Your reply should be the records below, duplicated exactly, with any picture removed.

.....

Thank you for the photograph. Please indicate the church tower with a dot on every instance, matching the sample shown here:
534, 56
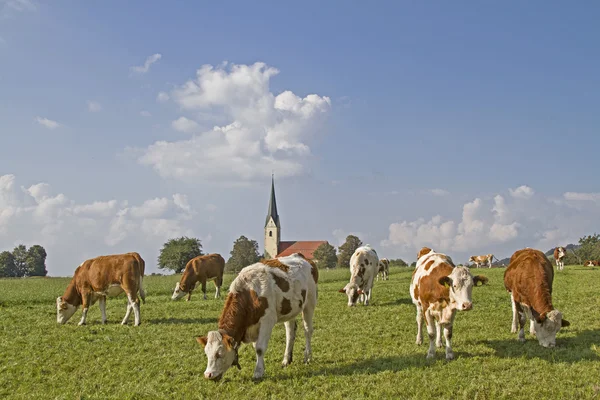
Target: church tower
272, 226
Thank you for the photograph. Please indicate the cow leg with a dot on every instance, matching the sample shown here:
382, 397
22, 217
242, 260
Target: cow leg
102, 305
419, 324
307, 314
204, 289
260, 346
513, 328
431, 332
448, 337
290, 338
438, 334
85, 298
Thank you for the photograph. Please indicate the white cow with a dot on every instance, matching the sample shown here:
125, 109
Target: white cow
364, 265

.....

### Completed exercise
Thank you for the photograph. Please indicate the church tower with a dot on every instance, matching the sample shown here:
534, 56
Target: church tower
272, 226
Thank you for the photograph. Please indicate the cow leg with a dot on every instance, matching the sample shown here:
382, 397
22, 217
242, 260
Target: cow leg
102, 305
419, 324
307, 314
204, 289
260, 346
513, 328
431, 332
448, 337
290, 338
438, 334
85, 298
Thank you for the photograph. Please indicate the white cow with a dot on every instance, matching the sample shown here:
125, 109
Target: white cow
364, 265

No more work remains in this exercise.